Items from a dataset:
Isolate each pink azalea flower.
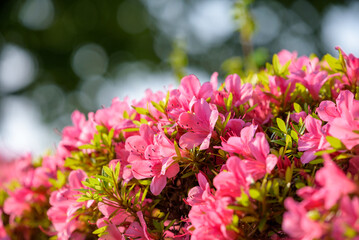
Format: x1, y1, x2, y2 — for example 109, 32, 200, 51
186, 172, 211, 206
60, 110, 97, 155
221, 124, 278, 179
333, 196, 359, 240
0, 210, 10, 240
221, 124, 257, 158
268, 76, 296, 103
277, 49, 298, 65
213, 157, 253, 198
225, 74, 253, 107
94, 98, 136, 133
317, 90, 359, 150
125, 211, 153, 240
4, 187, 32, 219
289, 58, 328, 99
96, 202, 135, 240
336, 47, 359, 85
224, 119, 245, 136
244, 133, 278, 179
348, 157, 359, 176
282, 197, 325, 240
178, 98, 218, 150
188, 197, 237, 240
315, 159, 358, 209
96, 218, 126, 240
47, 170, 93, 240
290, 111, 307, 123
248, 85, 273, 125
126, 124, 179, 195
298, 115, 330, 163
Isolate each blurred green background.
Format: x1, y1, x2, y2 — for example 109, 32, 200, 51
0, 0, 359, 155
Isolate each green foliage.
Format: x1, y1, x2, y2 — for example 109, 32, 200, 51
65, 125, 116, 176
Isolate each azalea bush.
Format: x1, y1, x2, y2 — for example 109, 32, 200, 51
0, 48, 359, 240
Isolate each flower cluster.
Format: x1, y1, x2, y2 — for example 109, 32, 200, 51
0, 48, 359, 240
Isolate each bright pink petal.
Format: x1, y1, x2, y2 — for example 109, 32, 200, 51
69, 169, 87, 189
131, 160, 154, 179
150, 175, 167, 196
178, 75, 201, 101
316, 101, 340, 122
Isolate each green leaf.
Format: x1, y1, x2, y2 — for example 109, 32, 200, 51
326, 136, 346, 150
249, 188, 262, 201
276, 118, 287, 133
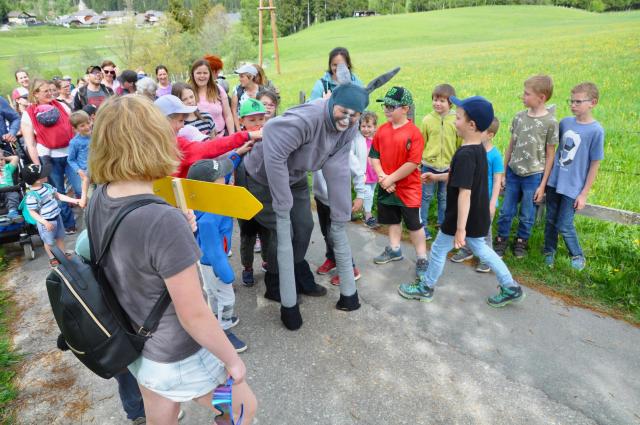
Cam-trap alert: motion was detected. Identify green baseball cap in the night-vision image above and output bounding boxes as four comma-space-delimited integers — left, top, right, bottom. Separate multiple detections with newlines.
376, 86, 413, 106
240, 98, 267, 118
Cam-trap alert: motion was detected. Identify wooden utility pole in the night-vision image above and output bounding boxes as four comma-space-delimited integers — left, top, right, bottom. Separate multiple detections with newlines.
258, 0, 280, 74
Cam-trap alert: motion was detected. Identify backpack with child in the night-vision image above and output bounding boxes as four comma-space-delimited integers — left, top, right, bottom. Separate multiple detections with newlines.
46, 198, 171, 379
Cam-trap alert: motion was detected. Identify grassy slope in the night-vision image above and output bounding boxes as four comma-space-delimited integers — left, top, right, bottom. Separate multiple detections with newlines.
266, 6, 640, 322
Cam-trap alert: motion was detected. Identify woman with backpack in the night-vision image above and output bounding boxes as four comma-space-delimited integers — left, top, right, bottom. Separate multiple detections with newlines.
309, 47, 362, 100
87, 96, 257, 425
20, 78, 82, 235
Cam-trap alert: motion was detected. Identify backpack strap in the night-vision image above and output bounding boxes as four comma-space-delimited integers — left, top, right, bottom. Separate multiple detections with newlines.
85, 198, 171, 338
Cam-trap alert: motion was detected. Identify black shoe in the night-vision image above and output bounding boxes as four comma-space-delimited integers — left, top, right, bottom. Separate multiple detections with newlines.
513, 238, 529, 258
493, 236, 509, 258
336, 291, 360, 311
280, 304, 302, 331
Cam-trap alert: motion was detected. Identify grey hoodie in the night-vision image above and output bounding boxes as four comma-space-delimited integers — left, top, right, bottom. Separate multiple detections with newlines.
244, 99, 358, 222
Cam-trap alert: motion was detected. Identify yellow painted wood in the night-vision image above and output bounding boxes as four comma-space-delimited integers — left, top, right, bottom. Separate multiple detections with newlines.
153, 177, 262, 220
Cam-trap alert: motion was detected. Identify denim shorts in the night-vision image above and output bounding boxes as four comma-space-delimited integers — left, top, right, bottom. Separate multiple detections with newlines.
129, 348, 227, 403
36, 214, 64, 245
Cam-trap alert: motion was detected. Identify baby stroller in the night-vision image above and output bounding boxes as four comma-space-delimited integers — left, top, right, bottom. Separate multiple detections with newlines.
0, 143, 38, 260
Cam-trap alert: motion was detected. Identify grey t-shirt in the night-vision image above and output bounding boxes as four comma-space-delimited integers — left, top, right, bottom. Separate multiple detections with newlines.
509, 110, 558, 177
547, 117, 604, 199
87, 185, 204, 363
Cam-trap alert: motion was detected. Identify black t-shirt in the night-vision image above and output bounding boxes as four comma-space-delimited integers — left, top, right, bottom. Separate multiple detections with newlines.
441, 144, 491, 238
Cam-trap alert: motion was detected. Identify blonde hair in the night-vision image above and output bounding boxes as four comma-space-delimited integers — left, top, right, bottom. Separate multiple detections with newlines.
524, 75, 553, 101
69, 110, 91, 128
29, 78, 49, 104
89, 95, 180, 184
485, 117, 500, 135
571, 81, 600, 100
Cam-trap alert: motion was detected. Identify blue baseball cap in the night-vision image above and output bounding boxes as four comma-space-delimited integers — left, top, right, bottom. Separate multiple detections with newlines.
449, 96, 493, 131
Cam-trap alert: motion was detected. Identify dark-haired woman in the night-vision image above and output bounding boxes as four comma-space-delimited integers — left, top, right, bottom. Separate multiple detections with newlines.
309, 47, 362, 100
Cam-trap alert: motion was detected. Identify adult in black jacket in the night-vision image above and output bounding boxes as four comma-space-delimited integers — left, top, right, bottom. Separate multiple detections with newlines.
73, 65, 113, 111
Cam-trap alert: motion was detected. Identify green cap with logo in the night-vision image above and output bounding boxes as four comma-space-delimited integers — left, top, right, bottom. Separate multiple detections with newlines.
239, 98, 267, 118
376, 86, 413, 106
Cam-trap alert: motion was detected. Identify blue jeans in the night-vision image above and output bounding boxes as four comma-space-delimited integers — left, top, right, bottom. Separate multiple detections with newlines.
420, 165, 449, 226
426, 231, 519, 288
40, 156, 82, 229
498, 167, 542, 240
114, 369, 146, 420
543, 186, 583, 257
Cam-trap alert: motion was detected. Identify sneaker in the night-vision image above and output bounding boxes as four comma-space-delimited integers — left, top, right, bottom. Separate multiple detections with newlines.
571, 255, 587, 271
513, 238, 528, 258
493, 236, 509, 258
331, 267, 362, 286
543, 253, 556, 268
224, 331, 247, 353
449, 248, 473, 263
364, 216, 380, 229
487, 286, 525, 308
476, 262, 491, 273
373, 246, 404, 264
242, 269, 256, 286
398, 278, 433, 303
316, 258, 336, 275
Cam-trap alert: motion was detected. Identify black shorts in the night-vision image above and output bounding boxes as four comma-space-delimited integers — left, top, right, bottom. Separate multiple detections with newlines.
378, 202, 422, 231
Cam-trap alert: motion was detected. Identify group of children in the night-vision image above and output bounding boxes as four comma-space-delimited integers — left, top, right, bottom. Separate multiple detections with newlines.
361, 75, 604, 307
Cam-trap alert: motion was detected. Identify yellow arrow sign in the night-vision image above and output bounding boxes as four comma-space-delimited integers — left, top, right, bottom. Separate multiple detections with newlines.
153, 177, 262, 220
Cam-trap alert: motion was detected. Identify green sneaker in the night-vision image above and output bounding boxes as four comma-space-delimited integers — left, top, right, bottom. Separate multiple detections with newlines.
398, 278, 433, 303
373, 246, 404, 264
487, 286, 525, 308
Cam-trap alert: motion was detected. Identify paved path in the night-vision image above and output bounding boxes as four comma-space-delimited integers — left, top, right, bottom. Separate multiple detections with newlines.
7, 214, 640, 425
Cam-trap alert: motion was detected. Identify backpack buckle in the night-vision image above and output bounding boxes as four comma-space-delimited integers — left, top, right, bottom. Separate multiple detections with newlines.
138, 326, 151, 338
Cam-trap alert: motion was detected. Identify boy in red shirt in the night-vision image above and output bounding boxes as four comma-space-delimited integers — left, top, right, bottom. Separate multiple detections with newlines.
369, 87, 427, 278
==
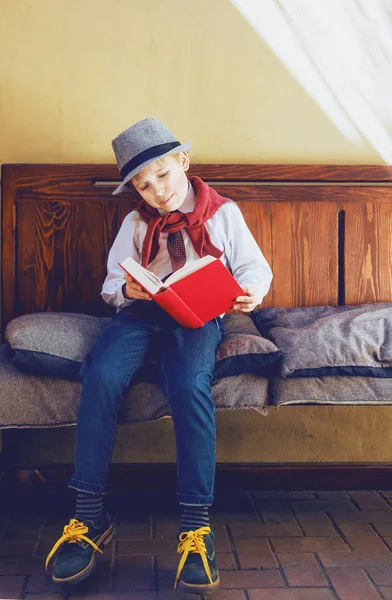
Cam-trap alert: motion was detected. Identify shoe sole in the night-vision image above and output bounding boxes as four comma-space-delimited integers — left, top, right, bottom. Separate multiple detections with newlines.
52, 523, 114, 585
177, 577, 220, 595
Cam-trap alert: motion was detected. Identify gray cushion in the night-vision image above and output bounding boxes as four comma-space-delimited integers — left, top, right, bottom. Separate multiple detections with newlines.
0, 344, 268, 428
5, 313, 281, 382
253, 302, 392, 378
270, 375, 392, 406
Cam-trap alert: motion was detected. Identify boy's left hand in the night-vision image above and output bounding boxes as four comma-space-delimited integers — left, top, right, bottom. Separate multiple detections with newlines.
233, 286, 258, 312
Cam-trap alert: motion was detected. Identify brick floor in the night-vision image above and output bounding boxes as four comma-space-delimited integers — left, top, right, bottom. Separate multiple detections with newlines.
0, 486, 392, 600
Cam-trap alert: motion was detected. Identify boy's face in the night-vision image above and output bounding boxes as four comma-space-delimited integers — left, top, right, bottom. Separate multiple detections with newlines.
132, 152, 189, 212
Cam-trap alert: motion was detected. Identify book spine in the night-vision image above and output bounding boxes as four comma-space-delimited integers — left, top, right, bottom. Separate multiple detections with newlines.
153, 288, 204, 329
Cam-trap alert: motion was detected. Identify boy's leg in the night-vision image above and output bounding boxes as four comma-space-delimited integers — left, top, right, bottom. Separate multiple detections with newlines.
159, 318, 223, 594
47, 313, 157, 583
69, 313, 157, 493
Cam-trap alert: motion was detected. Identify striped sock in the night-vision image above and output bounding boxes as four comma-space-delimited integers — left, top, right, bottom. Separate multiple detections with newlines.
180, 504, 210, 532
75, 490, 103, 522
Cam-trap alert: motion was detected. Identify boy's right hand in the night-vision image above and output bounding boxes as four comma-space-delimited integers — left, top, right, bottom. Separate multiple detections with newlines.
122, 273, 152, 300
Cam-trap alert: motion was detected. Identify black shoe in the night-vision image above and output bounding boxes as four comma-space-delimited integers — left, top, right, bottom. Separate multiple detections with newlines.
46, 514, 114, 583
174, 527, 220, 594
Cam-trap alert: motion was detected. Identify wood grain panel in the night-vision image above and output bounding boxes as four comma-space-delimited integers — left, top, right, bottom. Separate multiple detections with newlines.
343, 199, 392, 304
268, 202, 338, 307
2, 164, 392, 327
==
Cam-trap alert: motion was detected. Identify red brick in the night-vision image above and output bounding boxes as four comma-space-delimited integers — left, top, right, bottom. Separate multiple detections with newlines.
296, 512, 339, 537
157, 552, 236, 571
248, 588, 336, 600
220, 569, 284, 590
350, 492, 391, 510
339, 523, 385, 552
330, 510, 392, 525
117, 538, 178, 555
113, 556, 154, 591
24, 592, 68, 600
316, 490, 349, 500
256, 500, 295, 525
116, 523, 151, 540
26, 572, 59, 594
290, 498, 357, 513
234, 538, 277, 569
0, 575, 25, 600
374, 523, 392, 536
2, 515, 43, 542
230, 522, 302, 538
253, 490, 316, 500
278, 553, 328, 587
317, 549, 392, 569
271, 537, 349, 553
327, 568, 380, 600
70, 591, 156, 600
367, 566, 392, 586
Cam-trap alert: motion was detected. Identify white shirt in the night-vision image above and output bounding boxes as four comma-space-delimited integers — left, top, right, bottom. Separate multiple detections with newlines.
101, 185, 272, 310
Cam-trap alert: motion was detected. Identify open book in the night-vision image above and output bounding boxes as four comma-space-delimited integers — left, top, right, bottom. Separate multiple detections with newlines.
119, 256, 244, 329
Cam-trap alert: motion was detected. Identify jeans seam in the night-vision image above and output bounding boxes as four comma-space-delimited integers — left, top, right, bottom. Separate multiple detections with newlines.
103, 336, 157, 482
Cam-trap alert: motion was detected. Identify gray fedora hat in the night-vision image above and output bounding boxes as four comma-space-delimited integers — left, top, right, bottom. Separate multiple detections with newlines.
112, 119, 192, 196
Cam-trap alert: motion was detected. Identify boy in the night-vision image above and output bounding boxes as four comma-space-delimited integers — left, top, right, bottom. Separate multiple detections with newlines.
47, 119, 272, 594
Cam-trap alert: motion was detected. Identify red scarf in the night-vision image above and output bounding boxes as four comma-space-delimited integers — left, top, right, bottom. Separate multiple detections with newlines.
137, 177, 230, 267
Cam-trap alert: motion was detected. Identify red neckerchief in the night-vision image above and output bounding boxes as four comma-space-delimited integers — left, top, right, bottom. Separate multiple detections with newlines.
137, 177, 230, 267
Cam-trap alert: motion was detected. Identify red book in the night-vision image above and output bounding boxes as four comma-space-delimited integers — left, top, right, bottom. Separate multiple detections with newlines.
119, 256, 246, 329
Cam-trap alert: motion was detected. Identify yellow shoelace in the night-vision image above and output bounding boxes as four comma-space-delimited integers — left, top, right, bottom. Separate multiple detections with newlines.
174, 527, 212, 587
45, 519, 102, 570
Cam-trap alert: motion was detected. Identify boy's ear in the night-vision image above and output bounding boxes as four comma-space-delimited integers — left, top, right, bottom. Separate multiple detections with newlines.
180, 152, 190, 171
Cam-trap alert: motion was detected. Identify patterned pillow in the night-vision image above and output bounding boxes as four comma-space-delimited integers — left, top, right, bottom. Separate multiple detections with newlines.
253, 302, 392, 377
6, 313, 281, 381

What the task asks
Return, unchanged, the part of the items that opens with the line containing "Isolate each blurred green background." and closes with the line containing "258, 0, 280, 74", including both of those lines. Leave the pictures out.

Solution to this exercise
Isolate each blurred green background.
Format: x1, y1, x2, y2 — for example 109, 32, 200, 51
0, 0, 359, 155
Isolate each green foliage.
Format: x1, y1, x2, y2 — for example 109, 32, 200, 51
65, 125, 116, 176
Isolate each azalea bush.
Format: x1, y1, x2, y2 — for example 109, 32, 200, 51
0, 48, 359, 240
Isolate each flower cluster.
Format: x1, y1, x2, y2 — for example 109, 32, 200, 51
0, 48, 359, 240
Isolate each bright pink petal.
Format: x1, y1, x2, y2 — for example 109, 32, 200, 51
69, 169, 87, 189
131, 160, 154, 179
150, 175, 167, 196
178, 75, 201, 101
316, 101, 340, 122
Isolate each green leaf.
Format: x1, y1, x2, y2 — for example 109, 32, 200, 51
326, 136, 346, 150
249, 188, 262, 201
276, 118, 287, 133
Cam-trap alert: motion was detected. Identify green baseball cap in the night-vision image above and output bounding boxes as four comma-space-delimited integers — left, top, right, bottom. Separate multiple detections with newlines.
376, 86, 413, 106
240, 98, 267, 118
Cam-trap alert: motion was detected. Identify wooden utility pole in the night-vision image above and output bounding boxes as four comma-space-delimited integers — left, top, right, bottom. Separate multiple detections with newlines.
258, 0, 280, 74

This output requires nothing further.